SHORT TASK ▸ Convert every line of the rows below into a JSON list of strings, one string per line, leaving out blank lines.
== == ==
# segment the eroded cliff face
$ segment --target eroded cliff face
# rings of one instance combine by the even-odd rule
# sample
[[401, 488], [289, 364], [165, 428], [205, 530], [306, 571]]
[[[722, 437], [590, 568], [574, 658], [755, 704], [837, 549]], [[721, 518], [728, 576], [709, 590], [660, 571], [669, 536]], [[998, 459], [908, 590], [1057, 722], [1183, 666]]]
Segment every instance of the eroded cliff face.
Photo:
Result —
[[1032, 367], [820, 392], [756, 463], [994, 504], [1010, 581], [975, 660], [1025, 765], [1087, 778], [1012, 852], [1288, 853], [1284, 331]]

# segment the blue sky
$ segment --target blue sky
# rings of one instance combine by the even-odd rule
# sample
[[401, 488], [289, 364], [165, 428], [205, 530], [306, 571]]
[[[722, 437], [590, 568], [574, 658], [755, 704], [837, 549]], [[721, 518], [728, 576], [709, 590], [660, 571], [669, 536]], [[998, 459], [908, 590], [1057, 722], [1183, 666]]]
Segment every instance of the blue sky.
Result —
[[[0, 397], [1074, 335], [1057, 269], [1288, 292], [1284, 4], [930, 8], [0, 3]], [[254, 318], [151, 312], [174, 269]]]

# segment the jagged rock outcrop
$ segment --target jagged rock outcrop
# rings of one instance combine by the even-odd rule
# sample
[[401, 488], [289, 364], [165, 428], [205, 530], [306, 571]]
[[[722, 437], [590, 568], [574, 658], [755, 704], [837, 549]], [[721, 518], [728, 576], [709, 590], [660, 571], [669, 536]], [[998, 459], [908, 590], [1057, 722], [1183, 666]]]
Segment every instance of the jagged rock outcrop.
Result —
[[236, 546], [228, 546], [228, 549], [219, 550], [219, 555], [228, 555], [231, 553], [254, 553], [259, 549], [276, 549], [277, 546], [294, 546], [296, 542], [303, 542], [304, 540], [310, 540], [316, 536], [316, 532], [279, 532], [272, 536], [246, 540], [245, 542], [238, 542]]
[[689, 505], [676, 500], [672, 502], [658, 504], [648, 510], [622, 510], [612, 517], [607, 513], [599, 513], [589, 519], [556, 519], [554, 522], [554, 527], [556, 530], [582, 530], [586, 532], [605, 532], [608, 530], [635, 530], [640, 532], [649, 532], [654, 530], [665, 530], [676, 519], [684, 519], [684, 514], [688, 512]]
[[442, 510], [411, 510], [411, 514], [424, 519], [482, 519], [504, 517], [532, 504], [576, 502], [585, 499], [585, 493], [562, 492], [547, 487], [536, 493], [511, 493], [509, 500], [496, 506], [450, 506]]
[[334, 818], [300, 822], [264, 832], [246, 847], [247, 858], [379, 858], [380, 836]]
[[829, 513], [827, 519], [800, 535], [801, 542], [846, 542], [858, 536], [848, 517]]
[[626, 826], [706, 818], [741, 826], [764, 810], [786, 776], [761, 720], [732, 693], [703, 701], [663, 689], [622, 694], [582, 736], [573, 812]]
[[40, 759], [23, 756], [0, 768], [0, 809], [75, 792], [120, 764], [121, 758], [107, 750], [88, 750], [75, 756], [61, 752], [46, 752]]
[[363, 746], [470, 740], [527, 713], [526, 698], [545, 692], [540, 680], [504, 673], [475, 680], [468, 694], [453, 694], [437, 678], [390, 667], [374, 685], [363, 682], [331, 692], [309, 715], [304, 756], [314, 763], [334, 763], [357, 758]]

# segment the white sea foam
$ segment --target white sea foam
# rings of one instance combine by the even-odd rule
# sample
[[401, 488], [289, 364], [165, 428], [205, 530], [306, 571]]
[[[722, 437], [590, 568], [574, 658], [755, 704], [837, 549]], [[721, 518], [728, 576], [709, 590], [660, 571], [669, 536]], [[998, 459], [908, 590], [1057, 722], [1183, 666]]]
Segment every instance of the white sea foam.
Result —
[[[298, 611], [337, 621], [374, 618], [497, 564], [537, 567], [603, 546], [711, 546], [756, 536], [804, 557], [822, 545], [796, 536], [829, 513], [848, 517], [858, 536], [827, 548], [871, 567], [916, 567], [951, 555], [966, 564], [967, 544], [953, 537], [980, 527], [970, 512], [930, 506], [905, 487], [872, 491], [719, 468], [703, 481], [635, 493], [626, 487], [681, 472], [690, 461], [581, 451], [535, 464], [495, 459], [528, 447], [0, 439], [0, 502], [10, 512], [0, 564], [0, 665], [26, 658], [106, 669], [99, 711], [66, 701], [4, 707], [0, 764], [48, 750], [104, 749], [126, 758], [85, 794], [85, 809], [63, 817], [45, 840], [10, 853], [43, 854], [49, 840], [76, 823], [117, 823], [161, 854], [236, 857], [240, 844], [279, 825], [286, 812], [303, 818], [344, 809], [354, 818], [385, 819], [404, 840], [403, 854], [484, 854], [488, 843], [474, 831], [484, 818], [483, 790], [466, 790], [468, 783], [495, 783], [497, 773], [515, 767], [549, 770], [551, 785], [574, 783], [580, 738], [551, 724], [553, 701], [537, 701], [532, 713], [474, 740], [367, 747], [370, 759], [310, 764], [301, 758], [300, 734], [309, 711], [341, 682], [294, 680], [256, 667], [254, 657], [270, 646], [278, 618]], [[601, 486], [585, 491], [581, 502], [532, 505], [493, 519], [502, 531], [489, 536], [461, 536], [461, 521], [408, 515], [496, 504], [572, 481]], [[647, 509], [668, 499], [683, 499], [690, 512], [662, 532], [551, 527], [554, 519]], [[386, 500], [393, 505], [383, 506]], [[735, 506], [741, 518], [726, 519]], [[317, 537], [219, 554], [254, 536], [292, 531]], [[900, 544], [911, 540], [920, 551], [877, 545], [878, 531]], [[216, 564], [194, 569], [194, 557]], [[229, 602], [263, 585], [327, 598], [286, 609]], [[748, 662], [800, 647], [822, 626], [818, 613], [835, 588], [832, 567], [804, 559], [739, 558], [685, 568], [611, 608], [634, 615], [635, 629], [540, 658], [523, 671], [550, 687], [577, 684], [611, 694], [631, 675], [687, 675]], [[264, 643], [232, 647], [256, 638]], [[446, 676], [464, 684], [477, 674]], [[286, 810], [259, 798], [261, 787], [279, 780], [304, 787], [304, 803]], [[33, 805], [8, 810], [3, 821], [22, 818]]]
== == ==
TASK SOLUTION ▸
[
  "# segment the eroded cliff face",
  "$ segment --target eroded cliff face",
  "# rings of one instance combine by the even-odd rule",
  "# sample",
  "[[401, 488], [289, 364], [165, 428], [205, 530], [306, 571]]",
  "[[[722, 437], [590, 568], [574, 658], [755, 704], [837, 549]], [[721, 518], [728, 576], [709, 590], [660, 571], [669, 536]], [[998, 459], [908, 590], [1057, 722], [1183, 666]]]",
  "Segment every instance of the eroded cliff face.",
  "Photo:",
  "Result —",
  "[[1032, 367], [820, 392], [756, 463], [994, 504], [1010, 581], [975, 660], [1025, 765], [1087, 778], [1012, 852], [1288, 853], [1284, 331]]",
  "# segment the blue sky",
  "$ segment --target blue sky",
  "# rings of one instance combine by the even-odd rule",
  "# sample",
  "[[401, 488], [289, 364], [165, 428], [205, 530], [306, 571]]",
  "[[[722, 437], [590, 568], [574, 658], [755, 704], [837, 549]], [[721, 518], [728, 576], [709, 590], [660, 571], [669, 536]], [[998, 459], [908, 590], [1057, 722], [1183, 666]]]",
  "Segment every instance of the blue sky.",
  "Result —",
  "[[[0, 397], [1074, 335], [1057, 269], [1288, 292], [1284, 4], [930, 8], [0, 3]], [[254, 318], [151, 312], [174, 269]]]",
  "# segment the jagged rock outcrop",
  "$ segment --target jagged rock outcrop",
  "# rings of one instance combine by the even-odd rule",
  "# sample",
  "[[401, 488], [289, 364], [165, 428], [205, 530], [306, 571]]",
  "[[[722, 437], [590, 568], [574, 658], [755, 704], [837, 549]], [[721, 518], [728, 576], [709, 590], [660, 571], [669, 536]], [[998, 459], [908, 590], [1057, 722], [1183, 666]]]",
  "Segment every instance of the jagged rock outcrop.",
  "Result —",
  "[[236, 546], [228, 546], [228, 549], [219, 550], [219, 555], [228, 555], [231, 553], [254, 553], [259, 549], [276, 549], [277, 546], [294, 546], [296, 542], [303, 542], [304, 540], [310, 540], [316, 536], [316, 532], [279, 532], [272, 536], [246, 540], [245, 542], [238, 542]]",
  "[[689, 505], [676, 500], [672, 502], [658, 504], [648, 510], [622, 510], [612, 517], [607, 513], [599, 513], [589, 519], [556, 519], [554, 522], [554, 527], [556, 530], [582, 530], [586, 532], [605, 532], [608, 530], [635, 530], [640, 532], [649, 532], [654, 530], [665, 530], [676, 519], [684, 519], [684, 514], [688, 512]]",
  "[[442, 510], [411, 510], [411, 514], [424, 519], [482, 519], [504, 517], [532, 504], [576, 502], [585, 499], [585, 493], [562, 492], [547, 487], [536, 493], [511, 493], [509, 500], [496, 506], [450, 506]]",
  "[[334, 818], [300, 822], [264, 832], [246, 847], [247, 858], [379, 858], [380, 836]]",
  "[[829, 513], [827, 519], [800, 535], [801, 542], [846, 542], [858, 536], [848, 517]]",
  "[[626, 826], [706, 818], [741, 826], [764, 810], [786, 776], [761, 720], [732, 693], [703, 701], [663, 689], [622, 694], [582, 736], [573, 812]]",
  "[[40, 759], [23, 756], [0, 768], [0, 809], [75, 792], [120, 764], [121, 758], [107, 750], [88, 750], [75, 756], [61, 752], [46, 752]]",
  "[[363, 746], [470, 740], [527, 713], [526, 698], [545, 692], [540, 680], [504, 673], [475, 680], [468, 694], [453, 694], [437, 678], [390, 667], [374, 685], [363, 682], [331, 692], [309, 715], [304, 756], [314, 763], [334, 763], [357, 758]]",
  "# segment the white sea foam",
  "$ segment --target white sea foam",
  "# rings of one instance combine by the even-odd rule",
  "# sample",
  "[[401, 488], [289, 364], [165, 428], [205, 530], [306, 571]]",
  "[[[722, 437], [590, 568], [574, 658], [755, 704], [837, 549]], [[721, 518], [728, 576], [709, 590], [660, 571], [669, 536]], [[998, 459], [908, 590], [1057, 722], [1183, 666]]]",
  "Segment every instance of the white sea foam.",
  "Result —",
  "[[[298, 611], [337, 621], [374, 618], [497, 564], [537, 567], [603, 546], [711, 546], [756, 536], [804, 557], [822, 545], [796, 536], [829, 513], [848, 517], [858, 536], [827, 548], [871, 567], [916, 567], [951, 555], [966, 564], [967, 544], [953, 537], [980, 527], [970, 512], [930, 506], [905, 487], [872, 491], [719, 468], [703, 481], [635, 493], [626, 487], [681, 472], [690, 461], [581, 451], [535, 464], [495, 459], [528, 447], [0, 439], [0, 502], [10, 512], [0, 564], [0, 665], [26, 658], [106, 669], [99, 711], [66, 701], [4, 707], [0, 764], [48, 750], [104, 749], [126, 758], [85, 794], [85, 809], [63, 817], [45, 840], [10, 853], [43, 854], [49, 840], [76, 823], [117, 823], [161, 854], [236, 857], [240, 844], [279, 825], [286, 812], [303, 818], [344, 809], [354, 818], [385, 819], [404, 840], [403, 854], [484, 854], [488, 843], [474, 831], [484, 818], [483, 790], [466, 790], [468, 783], [495, 783], [497, 773], [515, 767], [549, 770], [551, 785], [574, 783], [580, 738], [551, 724], [553, 701], [537, 701], [532, 713], [474, 740], [367, 747], [370, 759], [310, 764], [301, 758], [300, 734], [309, 711], [341, 682], [294, 680], [256, 667], [254, 657], [270, 646], [278, 618]], [[601, 486], [585, 491], [581, 502], [532, 505], [493, 519], [502, 531], [489, 536], [461, 536], [461, 521], [408, 515], [496, 504], [572, 481]], [[647, 509], [668, 499], [683, 499], [690, 512], [662, 532], [551, 527], [554, 519]], [[386, 500], [393, 505], [383, 506]], [[735, 506], [741, 518], [726, 519]], [[317, 537], [219, 554], [254, 536], [292, 531]], [[900, 544], [911, 540], [920, 551], [877, 545], [878, 531]], [[216, 564], [194, 569], [194, 557]], [[229, 602], [263, 585], [327, 598], [286, 609]], [[748, 662], [800, 647], [822, 626], [818, 613], [835, 588], [832, 567], [804, 559], [739, 558], [685, 568], [611, 608], [634, 615], [635, 629], [540, 658], [523, 671], [550, 687], [577, 684], [611, 694], [631, 675], [687, 675]], [[264, 643], [232, 647], [256, 638]], [[446, 676], [464, 684], [477, 674]], [[286, 810], [259, 798], [261, 787], [279, 780], [304, 787], [304, 803]], [[33, 805], [8, 810], [3, 821], [22, 818]]]"
]